SET EXERCISE :: Please pick up the chocolate chip cookie text after its final sentence and keep it going.

I have experimented with countless recipes searching for that perfect chocolate chip cookie. The characteristics of the perfect cookie are a very personal matter, and here are my preferences:
texture: chewy w. medium thickness — everyone has their preference, and this is mine!
chocolate to cookie ratio: 50/50 — I really enjoy having a lot of chocolate in every bite
chips vs. chunks: chunks — I like sizeable pieces of chocolate in my cookie.
type of chocolate: bittersweet — I like using Valrhona 61% extra bitter
nuts or other add-ins: NONE!!
With the above criteria in mind, this recipe is the closest I’ve come to experiencing CCC perfection. It’s the “not so secret” secret recipe from Jacque Torres, and I’m sure many of you have read about this or already tried this at home. I’ve been making this recipe countless times, and have found that the following tips make this cookie absolutely perfect:
- Don’t substitute the pastry and bread flours w. AP flour. I really believe that the combination of the pastry and bread flours give the cookie a nice slightly crunchy exterior giving way to a really tender middle.

MATERIAL PROVIDED ::
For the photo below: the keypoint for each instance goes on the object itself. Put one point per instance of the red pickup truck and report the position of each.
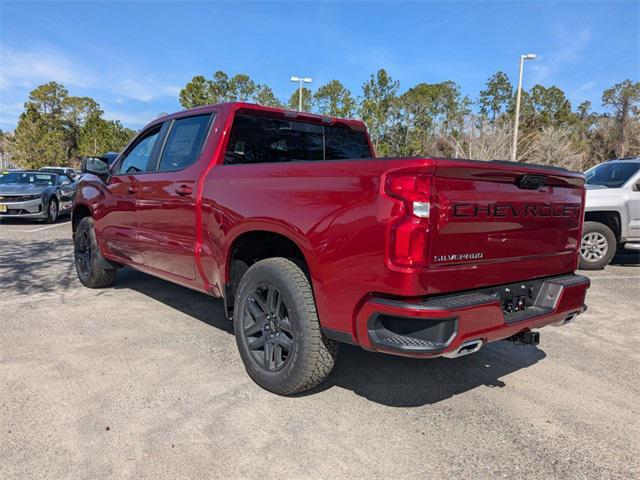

TASK ANSWER ::
- Hand chopped chocolate chunks, NOT premade chips – I will purchase a hunk of the best bittersweet chocolate that I can afford and hand cut them into chunks. The easiest method to chop a block of chocolate: nuke the block at 50% power for a few seconds, no more. It softens the chocolate just enough. Then take a large kitchen knife and chop away! Your effort will be rewarded with really nice ribbons of melted chocolate throughout the cookie.
- Chill the cookie dough at least 24 hours (I let my dough sit anywhere from 2-3 days) before baking. This is not for taste reasons that were recently written about in an article from NY Times (god forbid we’re aging cookie dough…let’s leave that for wine and cheese). IMHO, refrigeration makes a difference with the look and texture. I think the dough sets in a way so when you bake the cookies, you end up with the lovely wrinkles and folds as the balls of dough spread and bake. Until I encounter another recipe that will move mountains, I think have finally found my perfect chocolate chip cookie!
I would love to hear about your favorite chocolate chip cookie recipe, so do share!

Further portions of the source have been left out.